• [Given problem]: Extract and reproduce verbatim the lines between the one holding "For every instance of the car hood, set" and the one holding "x=168 y=258", inclusive.

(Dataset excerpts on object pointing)
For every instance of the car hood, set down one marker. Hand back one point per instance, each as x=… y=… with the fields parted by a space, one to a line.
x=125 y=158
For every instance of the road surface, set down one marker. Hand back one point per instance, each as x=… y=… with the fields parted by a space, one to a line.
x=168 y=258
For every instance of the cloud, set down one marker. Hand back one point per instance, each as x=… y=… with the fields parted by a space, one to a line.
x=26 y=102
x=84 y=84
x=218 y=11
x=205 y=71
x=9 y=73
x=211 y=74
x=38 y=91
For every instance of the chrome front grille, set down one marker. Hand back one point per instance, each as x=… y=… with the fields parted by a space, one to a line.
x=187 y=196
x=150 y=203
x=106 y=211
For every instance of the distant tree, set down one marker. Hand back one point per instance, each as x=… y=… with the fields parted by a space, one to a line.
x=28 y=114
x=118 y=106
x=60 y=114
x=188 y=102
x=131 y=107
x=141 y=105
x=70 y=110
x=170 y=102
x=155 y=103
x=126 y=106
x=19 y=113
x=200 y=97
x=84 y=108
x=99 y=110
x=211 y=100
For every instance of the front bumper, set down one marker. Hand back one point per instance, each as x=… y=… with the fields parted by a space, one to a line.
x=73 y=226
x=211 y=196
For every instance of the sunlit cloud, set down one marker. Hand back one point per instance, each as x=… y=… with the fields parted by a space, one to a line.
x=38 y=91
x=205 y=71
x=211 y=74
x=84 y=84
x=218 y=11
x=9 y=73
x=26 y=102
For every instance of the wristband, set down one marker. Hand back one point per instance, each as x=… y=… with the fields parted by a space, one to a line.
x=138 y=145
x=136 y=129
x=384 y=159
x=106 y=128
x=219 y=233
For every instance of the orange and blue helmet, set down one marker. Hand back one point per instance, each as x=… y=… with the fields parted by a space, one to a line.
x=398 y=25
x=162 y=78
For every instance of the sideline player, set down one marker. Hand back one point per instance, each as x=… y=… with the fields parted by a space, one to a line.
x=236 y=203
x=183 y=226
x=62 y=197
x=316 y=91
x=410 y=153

...

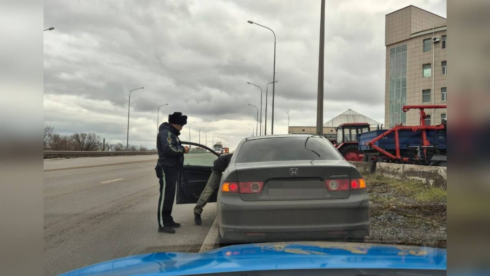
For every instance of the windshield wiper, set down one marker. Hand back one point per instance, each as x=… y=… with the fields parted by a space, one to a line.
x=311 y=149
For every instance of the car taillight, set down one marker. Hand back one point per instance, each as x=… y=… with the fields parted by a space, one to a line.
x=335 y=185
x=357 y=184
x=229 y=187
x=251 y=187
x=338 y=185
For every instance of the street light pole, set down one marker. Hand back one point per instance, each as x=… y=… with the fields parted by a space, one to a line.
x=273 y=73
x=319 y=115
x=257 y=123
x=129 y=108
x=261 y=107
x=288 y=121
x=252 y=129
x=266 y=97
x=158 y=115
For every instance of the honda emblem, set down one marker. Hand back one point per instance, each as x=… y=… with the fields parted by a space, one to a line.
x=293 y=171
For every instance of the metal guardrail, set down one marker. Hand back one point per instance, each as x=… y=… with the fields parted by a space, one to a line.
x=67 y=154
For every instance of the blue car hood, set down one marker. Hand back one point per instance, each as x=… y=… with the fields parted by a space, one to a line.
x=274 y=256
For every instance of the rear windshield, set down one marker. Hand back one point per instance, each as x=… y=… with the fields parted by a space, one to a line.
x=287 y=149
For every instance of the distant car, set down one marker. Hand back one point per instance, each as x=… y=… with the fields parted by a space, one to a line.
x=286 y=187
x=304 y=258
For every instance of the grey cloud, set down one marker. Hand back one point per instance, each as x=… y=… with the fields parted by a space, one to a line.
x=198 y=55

* * *

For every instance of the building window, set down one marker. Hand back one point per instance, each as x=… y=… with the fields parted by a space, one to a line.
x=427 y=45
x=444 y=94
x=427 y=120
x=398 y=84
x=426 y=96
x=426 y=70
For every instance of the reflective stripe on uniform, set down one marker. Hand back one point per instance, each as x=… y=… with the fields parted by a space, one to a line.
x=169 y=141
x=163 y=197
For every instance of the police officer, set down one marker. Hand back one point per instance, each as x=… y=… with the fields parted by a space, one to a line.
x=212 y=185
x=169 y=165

• [Output for this exercise]:
For every instance of the car hood, set down one marker. Hand back one point per instance, each as x=… y=… with the fields parted by a space, one to a line.
x=125 y=158
For every instance of the road surface, set down one marker. Hand back one point per instance, each as x=… y=… with the fields parted by a space, one to a line.
x=168 y=258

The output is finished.